» Directions
**A)** Decide whether each statement agrees with the report on the Majdal Anjar remains: (i) The first witness was born in 1928. (ii) The second witness says his father-in-law was Armenian. (iii) The report states that no proof of a mass grave was found. For each, answer yes or no and quote the words of the report that settle it.
**B)** In the report on the Majdal Anjar remains, write out everything from "The testimony of the first" down to "transferred to Turkey.", putting "home" in place of "house".

In addition, it is noteworthy that none of the families of the disappeared since the beginning of the painful events in 1975, have reported a pregnant woman, or any woman or child.
The empty copper bullet casing associated with a French-made pistol that dates to 1892, corroborates the conclusions of the lab tests that the bodies were buried as recently as fifty-ears and beginning three-hundred and fifty years ago. Moreover, the items of clothing found with the remains bear no association with the bodies that were buried without clothing, shrouded in the Muslim tradition of burial.
The testimony of the first witness, Qassem Abdel-Ghani al-Khatib, born in 1928 and resident of Majdal Anjar, attests that his father had been the custodian the Nabi Aziz [sic] shrine, a responsibility he inherited from him, and that several members of his family were buried in the Nabi Aziz [sic] hill, and that the Ottoman governor Rushdi Bey owned a house in the area and was buried there until his remains were transferred to Turkey.
The testimony of the second witness, Mohamad Ali Hammoud, born in 1925 and resident of Majdal Anjar, attests that the hill of Nabi Aziz [sic] was used as a cemetery for Turkish soldiers, the graves’ markings were visible until the arrival of Armenians to the town of Majdal Anjar, however the residents continued to use the site as a cemetery, and that his own father-in-law, who was Turkish, was buried there.
The testimony of the third witness, Youssef Mohamad Hamzah, born in 1943 and resident of Majdal Anjar, attests that Palestinians occupied the houses built by the French colonial mandate administrators in 1948 and that they buried their dead in the Nabi Aziz hill until they left in 1956.
In conclusion, the remains unearthed from the hill near the Nabi Aziz [sic] shrine, in the town of Majdal Anjar in the Beqaa, belong to people of the Muslim faith who lived in the area and who buried there their dead, embryos, babies, pregnant women, young boys, young girls, adult men, adult women, elderly men and elderly women since the beginning of the seventeenth century until the middle of the twentieth century. None of the remains were buried after 1950, and no proof of a mass grave was found. For all these reasons, the case must be filed for the absence of a criminal offense.

» Records
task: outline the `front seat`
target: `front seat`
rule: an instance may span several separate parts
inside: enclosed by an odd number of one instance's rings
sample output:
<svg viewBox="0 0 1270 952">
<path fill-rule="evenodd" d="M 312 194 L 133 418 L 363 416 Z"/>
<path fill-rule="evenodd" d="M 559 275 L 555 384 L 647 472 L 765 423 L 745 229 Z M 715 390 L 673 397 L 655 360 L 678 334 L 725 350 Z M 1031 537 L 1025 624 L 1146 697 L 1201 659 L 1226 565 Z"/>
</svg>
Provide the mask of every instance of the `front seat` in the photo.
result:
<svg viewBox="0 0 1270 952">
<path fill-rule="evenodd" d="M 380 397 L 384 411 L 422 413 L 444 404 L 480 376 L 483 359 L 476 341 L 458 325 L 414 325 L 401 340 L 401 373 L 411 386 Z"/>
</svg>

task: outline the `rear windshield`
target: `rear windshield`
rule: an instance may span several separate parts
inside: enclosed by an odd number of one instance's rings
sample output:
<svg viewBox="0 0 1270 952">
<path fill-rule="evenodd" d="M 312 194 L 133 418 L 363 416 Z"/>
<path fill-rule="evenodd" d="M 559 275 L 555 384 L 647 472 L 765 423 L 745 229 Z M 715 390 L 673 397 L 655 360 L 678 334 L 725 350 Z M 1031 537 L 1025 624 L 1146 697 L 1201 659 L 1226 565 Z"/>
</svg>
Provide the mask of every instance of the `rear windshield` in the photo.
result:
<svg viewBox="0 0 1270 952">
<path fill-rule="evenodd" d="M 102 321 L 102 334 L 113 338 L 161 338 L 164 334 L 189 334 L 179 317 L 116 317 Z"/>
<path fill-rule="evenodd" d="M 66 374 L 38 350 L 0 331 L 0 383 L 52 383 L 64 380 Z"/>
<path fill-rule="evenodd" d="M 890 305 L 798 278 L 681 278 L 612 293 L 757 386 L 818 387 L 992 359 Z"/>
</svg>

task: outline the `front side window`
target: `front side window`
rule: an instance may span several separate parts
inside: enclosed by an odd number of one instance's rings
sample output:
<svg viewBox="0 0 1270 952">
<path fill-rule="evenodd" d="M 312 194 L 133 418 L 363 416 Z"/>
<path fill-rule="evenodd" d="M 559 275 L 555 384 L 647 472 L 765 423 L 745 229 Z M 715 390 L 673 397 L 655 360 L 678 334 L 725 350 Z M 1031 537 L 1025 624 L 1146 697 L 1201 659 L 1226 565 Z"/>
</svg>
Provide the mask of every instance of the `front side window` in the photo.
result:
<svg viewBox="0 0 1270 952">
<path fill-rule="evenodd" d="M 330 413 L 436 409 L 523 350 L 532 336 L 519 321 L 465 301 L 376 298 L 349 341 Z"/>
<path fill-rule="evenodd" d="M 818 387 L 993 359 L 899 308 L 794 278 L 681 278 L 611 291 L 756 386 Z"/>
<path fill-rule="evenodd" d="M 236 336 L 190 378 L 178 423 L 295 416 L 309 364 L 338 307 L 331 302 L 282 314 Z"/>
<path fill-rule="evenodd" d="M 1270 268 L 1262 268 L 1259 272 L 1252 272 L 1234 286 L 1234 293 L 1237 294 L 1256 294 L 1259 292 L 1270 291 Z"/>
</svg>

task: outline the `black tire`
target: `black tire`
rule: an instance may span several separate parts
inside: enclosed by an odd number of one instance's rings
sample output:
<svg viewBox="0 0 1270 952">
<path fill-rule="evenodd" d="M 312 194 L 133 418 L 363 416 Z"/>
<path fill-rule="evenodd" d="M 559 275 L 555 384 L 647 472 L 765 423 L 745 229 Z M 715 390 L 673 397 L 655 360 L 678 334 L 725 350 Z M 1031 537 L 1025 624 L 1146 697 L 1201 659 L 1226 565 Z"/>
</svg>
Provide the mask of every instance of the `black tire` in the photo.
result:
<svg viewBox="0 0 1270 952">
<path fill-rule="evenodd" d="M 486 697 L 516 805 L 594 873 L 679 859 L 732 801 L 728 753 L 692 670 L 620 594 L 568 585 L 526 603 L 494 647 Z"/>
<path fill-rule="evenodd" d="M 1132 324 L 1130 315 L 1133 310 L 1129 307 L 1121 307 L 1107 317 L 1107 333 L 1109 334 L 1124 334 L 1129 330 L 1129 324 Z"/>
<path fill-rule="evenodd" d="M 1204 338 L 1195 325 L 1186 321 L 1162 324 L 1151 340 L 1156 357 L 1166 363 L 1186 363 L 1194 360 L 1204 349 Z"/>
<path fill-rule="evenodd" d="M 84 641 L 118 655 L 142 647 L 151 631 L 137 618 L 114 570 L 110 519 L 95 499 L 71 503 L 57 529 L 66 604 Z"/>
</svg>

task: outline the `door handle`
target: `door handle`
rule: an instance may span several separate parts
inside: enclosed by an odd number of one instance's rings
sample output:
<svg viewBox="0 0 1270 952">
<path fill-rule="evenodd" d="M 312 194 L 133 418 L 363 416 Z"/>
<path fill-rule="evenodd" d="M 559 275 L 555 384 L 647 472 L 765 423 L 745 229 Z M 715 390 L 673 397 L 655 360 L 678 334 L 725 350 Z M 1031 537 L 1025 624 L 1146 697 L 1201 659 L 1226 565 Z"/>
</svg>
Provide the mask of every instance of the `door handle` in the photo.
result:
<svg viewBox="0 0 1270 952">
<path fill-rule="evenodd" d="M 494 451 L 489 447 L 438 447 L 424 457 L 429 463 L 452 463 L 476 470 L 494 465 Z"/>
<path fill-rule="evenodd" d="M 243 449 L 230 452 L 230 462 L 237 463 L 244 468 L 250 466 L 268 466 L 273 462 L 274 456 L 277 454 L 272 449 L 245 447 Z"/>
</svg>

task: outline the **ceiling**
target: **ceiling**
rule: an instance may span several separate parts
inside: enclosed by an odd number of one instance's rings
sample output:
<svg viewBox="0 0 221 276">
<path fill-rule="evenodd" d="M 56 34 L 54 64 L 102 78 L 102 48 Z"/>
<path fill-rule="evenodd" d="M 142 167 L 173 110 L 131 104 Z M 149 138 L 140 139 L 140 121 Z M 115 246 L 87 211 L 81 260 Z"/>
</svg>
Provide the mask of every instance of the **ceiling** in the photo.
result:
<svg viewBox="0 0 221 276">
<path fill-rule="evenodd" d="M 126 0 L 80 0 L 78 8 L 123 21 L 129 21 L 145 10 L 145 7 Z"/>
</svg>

» Replies
**A)**
(i) Yes: "Qassem Abdel-Ghani al-Khatib, born in 1928"
(ii) No: "his own father-in-law, who was Turkish, was buried there"
(iii) Yes: "no proof of a mass grave was found"

**B)**
The testimony of the first witness, Qassem Abdel-Ghani al-Khatib, born in 1928 and resident of Majdal Anjar, attests that his father had been the custodian the Nabi Aziz [sic] shrine, a responsibility he inherited from him, and that several members of his family were buried in the Nabi Aziz [sic] hill, and that the Ottoman governor Rushdi Bey owned a home in the area and was buried there until his remains were transferred to Turkey.